→ **Task instructions**:
In the records below, begin at the line that has "target | white t-shirt" and stop after the line that has "target | forearm"; quote those lines verbatim and nothing more.

→ **Natural language region descriptions**:
BEGIN

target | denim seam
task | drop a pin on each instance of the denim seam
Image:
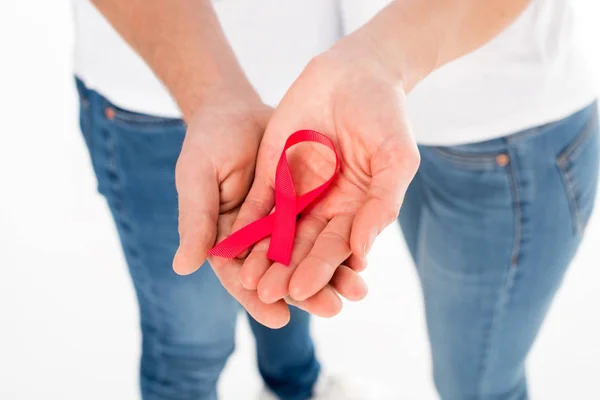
(570, 191)
(508, 279)
(115, 189)
(562, 162)
(469, 160)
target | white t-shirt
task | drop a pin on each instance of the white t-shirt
(534, 72)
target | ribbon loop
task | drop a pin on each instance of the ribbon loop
(281, 224)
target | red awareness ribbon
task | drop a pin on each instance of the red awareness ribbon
(281, 224)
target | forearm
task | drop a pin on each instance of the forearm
(183, 43)
(415, 37)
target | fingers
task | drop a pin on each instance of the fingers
(356, 263)
(330, 250)
(274, 284)
(325, 304)
(393, 167)
(255, 265)
(198, 194)
(349, 283)
(258, 203)
(274, 316)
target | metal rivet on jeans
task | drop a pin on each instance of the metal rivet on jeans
(502, 160)
(109, 112)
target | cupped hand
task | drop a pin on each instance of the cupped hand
(214, 172)
(348, 95)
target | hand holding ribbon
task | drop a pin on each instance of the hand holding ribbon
(360, 106)
(281, 224)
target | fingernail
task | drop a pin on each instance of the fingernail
(370, 241)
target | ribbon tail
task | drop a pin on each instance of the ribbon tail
(240, 240)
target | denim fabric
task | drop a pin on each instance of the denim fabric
(492, 227)
(187, 322)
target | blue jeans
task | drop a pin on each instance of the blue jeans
(187, 323)
(491, 226)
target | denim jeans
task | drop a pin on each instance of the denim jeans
(491, 226)
(187, 322)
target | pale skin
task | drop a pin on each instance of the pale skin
(354, 93)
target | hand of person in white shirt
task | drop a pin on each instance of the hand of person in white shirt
(355, 94)
(182, 41)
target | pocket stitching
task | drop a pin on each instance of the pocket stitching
(140, 121)
(563, 160)
(487, 160)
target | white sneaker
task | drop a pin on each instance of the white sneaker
(332, 387)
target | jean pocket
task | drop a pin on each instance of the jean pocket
(578, 167)
(488, 155)
(141, 122)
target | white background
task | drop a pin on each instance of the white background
(68, 318)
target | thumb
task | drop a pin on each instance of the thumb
(198, 194)
(393, 167)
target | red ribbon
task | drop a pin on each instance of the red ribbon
(281, 224)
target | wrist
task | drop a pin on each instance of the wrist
(219, 95)
(393, 55)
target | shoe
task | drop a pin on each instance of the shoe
(333, 387)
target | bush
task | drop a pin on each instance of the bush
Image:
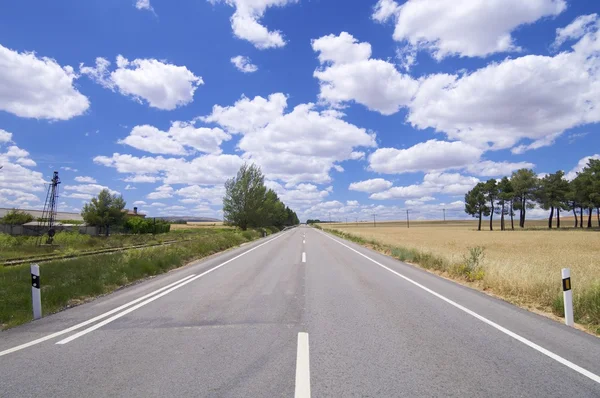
(7, 241)
(16, 217)
(70, 282)
(472, 266)
(138, 225)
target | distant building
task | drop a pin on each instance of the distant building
(134, 213)
(60, 216)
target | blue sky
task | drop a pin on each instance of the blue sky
(350, 107)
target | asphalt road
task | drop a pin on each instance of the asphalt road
(299, 314)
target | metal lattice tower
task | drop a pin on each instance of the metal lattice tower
(50, 209)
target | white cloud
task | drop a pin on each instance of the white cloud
(580, 166)
(279, 142)
(174, 142)
(371, 186)
(425, 156)
(206, 169)
(245, 22)
(144, 5)
(162, 85)
(488, 168)
(581, 26)
(39, 88)
(89, 180)
(348, 73)
(141, 178)
(446, 183)
(86, 191)
(468, 28)
(202, 195)
(248, 115)
(532, 98)
(5, 136)
(244, 64)
(18, 183)
(162, 192)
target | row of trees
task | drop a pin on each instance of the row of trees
(524, 190)
(249, 204)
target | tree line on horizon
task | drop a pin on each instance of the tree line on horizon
(524, 190)
(249, 204)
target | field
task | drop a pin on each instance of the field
(198, 225)
(70, 282)
(523, 266)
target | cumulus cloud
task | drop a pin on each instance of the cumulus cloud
(425, 156)
(371, 186)
(277, 141)
(89, 180)
(445, 183)
(180, 136)
(85, 191)
(162, 85)
(245, 21)
(348, 73)
(38, 87)
(581, 26)
(244, 64)
(488, 168)
(19, 184)
(468, 28)
(144, 5)
(529, 100)
(580, 166)
(206, 169)
(248, 115)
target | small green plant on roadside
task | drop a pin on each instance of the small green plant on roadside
(471, 267)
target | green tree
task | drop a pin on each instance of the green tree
(505, 196)
(524, 183)
(476, 203)
(105, 210)
(244, 196)
(552, 195)
(16, 217)
(491, 194)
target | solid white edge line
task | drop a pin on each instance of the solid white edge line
(92, 320)
(502, 329)
(129, 310)
(302, 367)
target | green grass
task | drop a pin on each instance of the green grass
(69, 282)
(472, 268)
(21, 247)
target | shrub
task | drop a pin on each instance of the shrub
(16, 217)
(7, 241)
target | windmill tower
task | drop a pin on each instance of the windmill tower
(50, 209)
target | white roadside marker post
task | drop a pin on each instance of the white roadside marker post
(567, 296)
(36, 297)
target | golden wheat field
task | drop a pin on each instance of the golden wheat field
(522, 265)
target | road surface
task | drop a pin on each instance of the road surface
(301, 313)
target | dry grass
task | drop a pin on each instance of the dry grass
(196, 225)
(523, 266)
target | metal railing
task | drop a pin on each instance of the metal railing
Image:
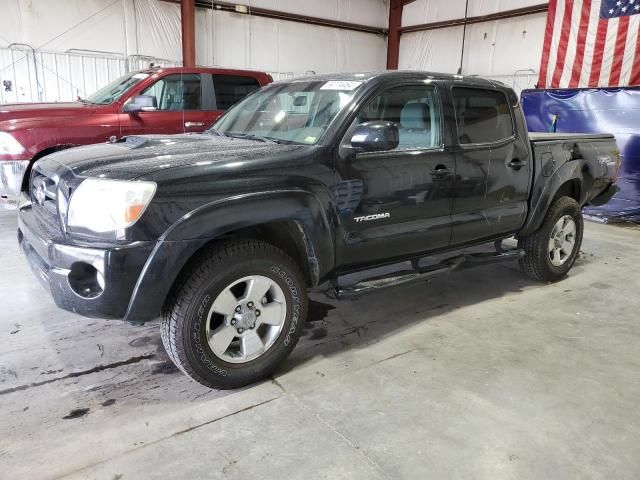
(30, 75)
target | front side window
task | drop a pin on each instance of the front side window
(177, 92)
(413, 108)
(116, 89)
(482, 116)
(230, 89)
(296, 112)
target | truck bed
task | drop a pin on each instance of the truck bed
(558, 137)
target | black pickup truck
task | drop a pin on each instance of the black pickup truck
(301, 183)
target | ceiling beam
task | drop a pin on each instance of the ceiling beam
(285, 16)
(518, 12)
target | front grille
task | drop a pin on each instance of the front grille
(44, 197)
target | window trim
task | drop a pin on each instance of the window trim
(365, 102)
(212, 75)
(164, 77)
(500, 142)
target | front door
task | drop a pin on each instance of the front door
(492, 166)
(396, 203)
(179, 99)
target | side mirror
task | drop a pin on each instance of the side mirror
(141, 103)
(377, 136)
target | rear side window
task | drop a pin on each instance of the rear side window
(230, 89)
(482, 116)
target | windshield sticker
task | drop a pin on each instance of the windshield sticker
(341, 85)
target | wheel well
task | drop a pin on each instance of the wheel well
(285, 235)
(38, 156)
(571, 189)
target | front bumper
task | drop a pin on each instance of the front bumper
(93, 282)
(11, 176)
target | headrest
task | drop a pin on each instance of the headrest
(416, 115)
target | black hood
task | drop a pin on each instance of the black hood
(143, 155)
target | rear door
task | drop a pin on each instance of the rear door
(492, 166)
(396, 203)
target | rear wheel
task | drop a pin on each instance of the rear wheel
(235, 314)
(551, 251)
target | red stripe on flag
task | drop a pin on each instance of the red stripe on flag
(546, 49)
(598, 53)
(562, 46)
(635, 71)
(621, 40)
(582, 37)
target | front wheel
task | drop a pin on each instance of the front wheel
(236, 314)
(551, 251)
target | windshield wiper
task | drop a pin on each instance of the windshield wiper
(216, 132)
(253, 136)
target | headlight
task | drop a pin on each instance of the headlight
(9, 145)
(109, 205)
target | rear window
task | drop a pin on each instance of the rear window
(482, 116)
(230, 89)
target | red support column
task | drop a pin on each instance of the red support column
(395, 30)
(188, 16)
(393, 38)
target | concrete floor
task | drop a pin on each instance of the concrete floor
(479, 374)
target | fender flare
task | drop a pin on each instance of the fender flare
(546, 189)
(220, 217)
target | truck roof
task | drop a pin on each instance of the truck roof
(396, 74)
(228, 71)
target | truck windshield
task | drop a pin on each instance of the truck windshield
(296, 112)
(116, 89)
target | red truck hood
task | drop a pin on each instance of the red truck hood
(13, 111)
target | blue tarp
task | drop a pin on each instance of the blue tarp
(604, 110)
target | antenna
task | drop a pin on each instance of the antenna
(464, 35)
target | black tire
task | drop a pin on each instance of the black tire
(208, 274)
(537, 262)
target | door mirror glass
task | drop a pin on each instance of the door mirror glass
(141, 103)
(376, 136)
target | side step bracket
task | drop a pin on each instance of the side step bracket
(418, 273)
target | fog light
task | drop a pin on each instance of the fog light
(100, 280)
(85, 280)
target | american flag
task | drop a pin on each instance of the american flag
(591, 43)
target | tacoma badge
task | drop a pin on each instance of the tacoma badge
(377, 216)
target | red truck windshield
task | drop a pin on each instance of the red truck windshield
(116, 89)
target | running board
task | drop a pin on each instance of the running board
(418, 274)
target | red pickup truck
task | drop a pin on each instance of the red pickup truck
(157, 100)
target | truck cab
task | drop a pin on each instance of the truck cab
(153, 101)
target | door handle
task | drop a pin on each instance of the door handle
(440, 171)
(516, 164)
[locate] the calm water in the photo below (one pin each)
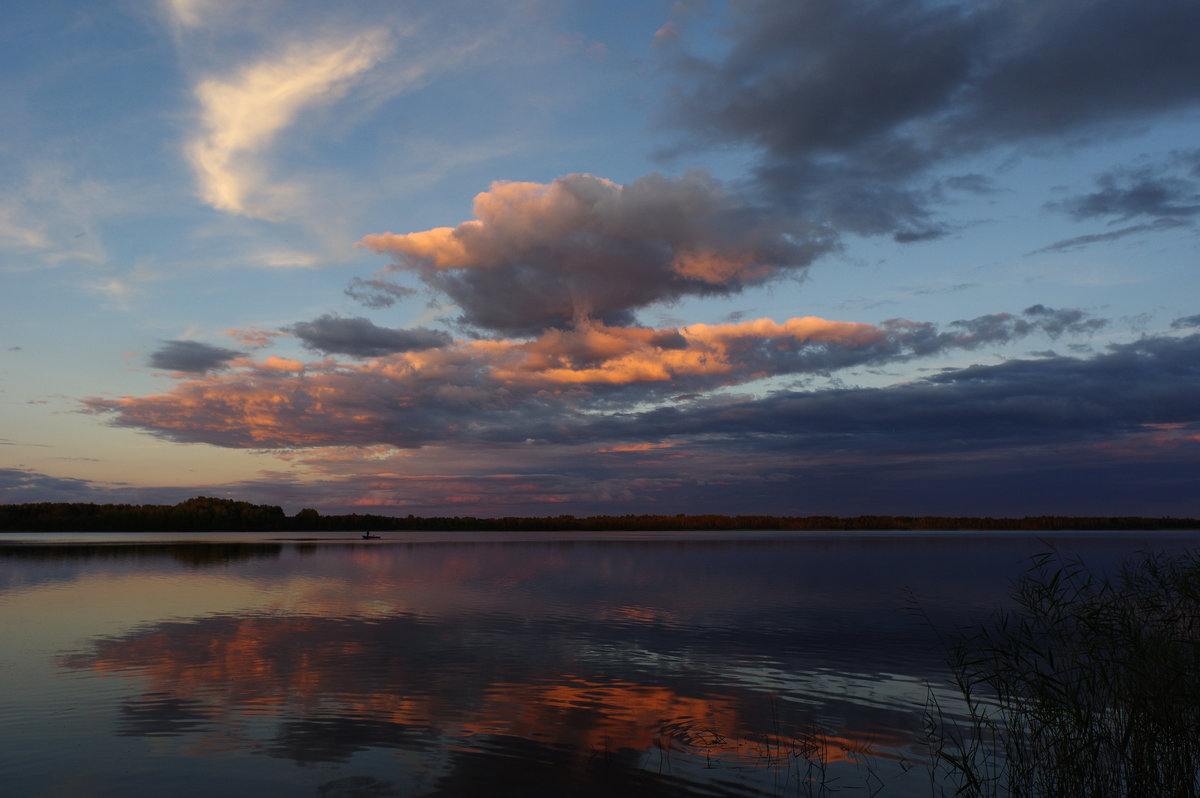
(489, 664)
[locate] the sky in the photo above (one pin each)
(547, 257)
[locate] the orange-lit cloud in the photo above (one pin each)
(473, 389)
(546, 255)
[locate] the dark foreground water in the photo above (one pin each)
(490, 664)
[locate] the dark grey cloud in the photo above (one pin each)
(850, 102)
(1077, 241)
(360, 337)
(1186, 322)
(377, 293)
(191, 357)
(1127, 195)
(1011, 406)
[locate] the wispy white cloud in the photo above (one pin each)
(243, 115)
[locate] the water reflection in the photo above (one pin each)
(570, 667)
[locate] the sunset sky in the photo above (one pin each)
(600, 257)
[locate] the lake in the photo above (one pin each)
(459, 664)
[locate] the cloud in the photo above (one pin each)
(1111, 235)
(253, 337)
(1127, 195)
(377, 293)
(360, 337)
(241, 115)
(191, 357)
(851, 103)
(546, 255)
(1186, 322)
(553, 388)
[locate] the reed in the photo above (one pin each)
(1090, 687)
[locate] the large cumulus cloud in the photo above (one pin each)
(547, 255)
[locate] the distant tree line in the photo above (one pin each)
(205, 514)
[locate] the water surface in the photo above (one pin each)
(666, 664)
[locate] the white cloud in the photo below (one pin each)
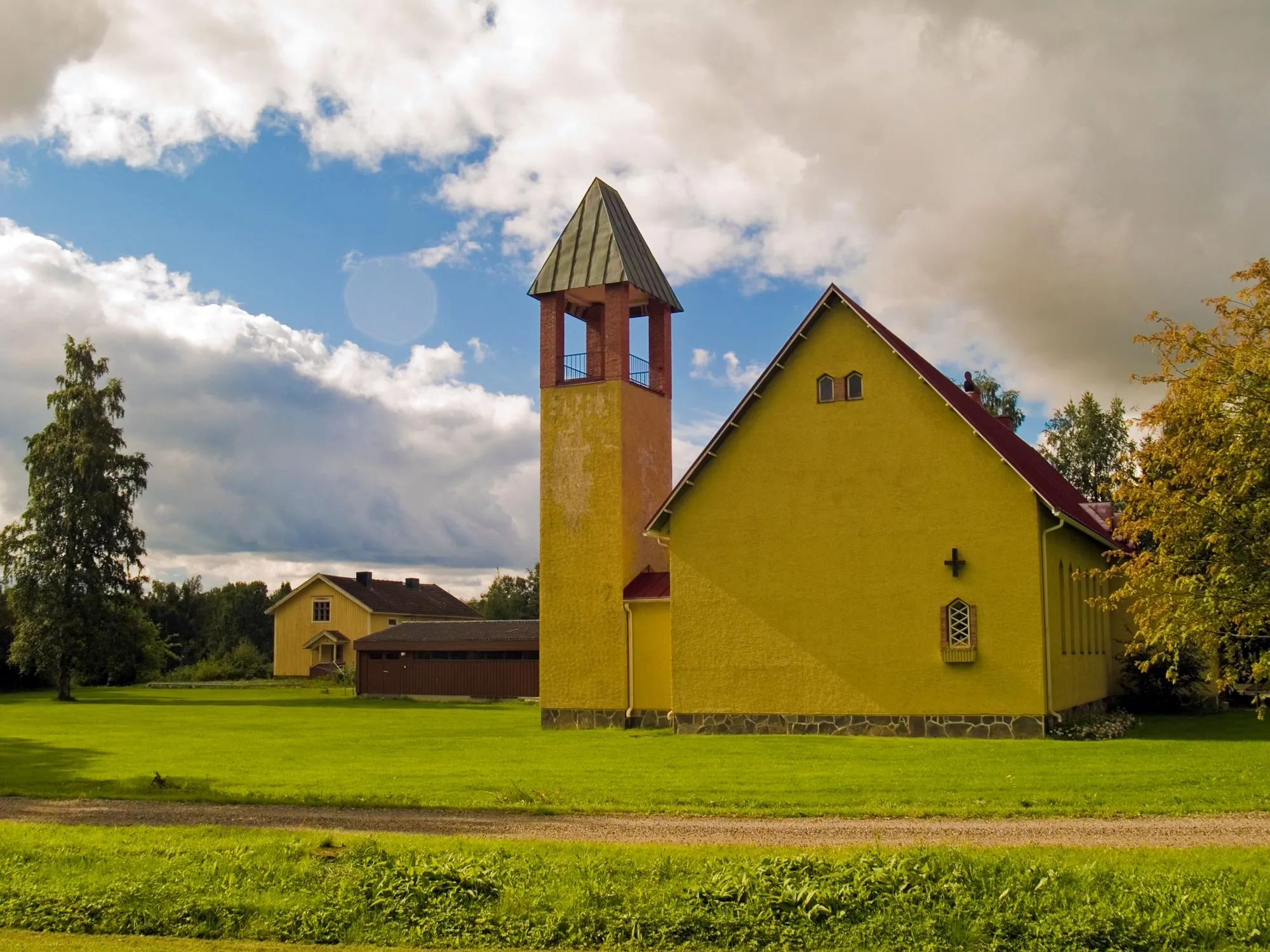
(736, 376)
(455, 248)
(702, 362)
(12, 175)
(1023, 180)
(238, 567)
(267, 444)
(688, 441)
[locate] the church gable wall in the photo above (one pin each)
(808, 558)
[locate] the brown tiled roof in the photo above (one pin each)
(385, 596)
(648, 586)
(455, 631)
(1046, 482)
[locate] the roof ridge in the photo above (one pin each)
(1050, 486)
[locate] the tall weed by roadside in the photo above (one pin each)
(280, 887)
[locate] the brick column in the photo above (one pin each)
(552, 341)
(618, 332)
(660, 346)
(595, 321)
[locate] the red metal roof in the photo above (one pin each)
(1056, 492)
(648, 586)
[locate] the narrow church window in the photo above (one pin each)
(959, 637)
(855, 387)
(1062, 607)
(959, 625)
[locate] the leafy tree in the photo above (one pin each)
(996, 400)
(12, 678)
(1197, 498)
(180, 611)
(1085, 444)
(73, 554)
(128, 647)
(243, 662)
(510, 597)
(236, 612)
(280, 593)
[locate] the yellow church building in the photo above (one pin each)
(860, 549)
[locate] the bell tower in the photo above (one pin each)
(606, 455)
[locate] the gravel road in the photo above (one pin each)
(1211, 830)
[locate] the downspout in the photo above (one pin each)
(631, 662)
(1045, 583)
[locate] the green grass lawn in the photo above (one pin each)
(302, 746)
(22, 941)
(279, 885)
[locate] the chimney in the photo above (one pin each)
(972, 389)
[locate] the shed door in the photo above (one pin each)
(384, 673)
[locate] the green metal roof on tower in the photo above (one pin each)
(601, 246)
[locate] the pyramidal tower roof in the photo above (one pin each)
(601, 246)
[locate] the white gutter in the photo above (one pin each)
(1045, 585)
(631, 661)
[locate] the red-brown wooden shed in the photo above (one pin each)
(477, 659)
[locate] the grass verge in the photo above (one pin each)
(23, 941)
(203, 883)
(299, 746)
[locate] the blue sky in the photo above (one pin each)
(271, 228)
(989, 181)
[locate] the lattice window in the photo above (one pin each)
(959, 631)
(322, 610)
(959, 625)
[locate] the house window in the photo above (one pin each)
(959, 635)
(825, 390)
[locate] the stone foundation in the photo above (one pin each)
(996, 727)
(650, 719)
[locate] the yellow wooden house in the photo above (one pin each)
(316, 625)
(862, 548)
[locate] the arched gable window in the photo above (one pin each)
(855, 387)
(825, 390)
(959, 631)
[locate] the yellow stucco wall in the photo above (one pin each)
(651, 644)
(1085, 642)
(808, 560)
(294, 626)
(606, 465)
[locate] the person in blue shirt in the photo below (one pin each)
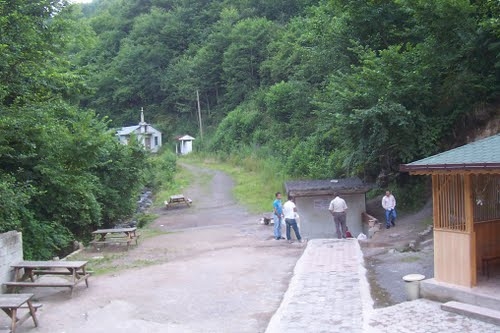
(277, 216)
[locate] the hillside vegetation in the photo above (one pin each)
(315, 89)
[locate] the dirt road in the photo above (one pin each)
(211, 268)
(217, 270)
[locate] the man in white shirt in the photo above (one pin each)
(389, 204)
(338, 208)
(289, 212)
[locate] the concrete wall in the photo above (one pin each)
(317, 222)
(11, 251)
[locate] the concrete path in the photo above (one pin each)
(329, 293)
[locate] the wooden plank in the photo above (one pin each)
(13, 300)
(114, 230)
(38, 284)
(49, 264)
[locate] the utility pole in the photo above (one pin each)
(199, 114)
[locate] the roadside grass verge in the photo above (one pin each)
(256, 180)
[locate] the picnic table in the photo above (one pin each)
(26, 273)
(177, 199)
(11, 303)
(115, 236)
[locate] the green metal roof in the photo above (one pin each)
(483, 154)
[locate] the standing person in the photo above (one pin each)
(338, 209)
(277, 215)
(289, 211)
(389, 204)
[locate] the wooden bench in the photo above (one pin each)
(75, 270)
(177, 199)
(115, 237)
(13, 284)
(11, 303)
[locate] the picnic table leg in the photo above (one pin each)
(13, 314)
(32, 311)
(85, 276)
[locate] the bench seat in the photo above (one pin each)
(38, 284)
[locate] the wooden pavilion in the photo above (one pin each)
(466, 200)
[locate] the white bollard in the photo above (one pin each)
(412, 284)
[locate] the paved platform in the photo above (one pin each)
(329, 293)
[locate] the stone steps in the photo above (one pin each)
(473, 311)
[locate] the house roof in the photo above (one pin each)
(127, 130)
(299, 188)
(479, 156)
(185, 138)
(136, 128)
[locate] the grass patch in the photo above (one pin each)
(256, 181)
(182, 179)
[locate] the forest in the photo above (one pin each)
(326, 88)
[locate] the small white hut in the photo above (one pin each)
(184, 145)
(146, 134)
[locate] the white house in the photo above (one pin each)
(146, 134)
(184, 145)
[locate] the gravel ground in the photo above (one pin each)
(211, 268)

END

→ **Answer box**:
target | white t-shirt
task | drop a pin on each instance of the white t-shirt
(534, 72)
target | ribbon loop
task | drop a pin on each instance of the ribbon loop
(281, 224)
target | red awareness ribbon
task | drop a pin on each instance of the red awareness ribbon
(281, 224)
target | forearm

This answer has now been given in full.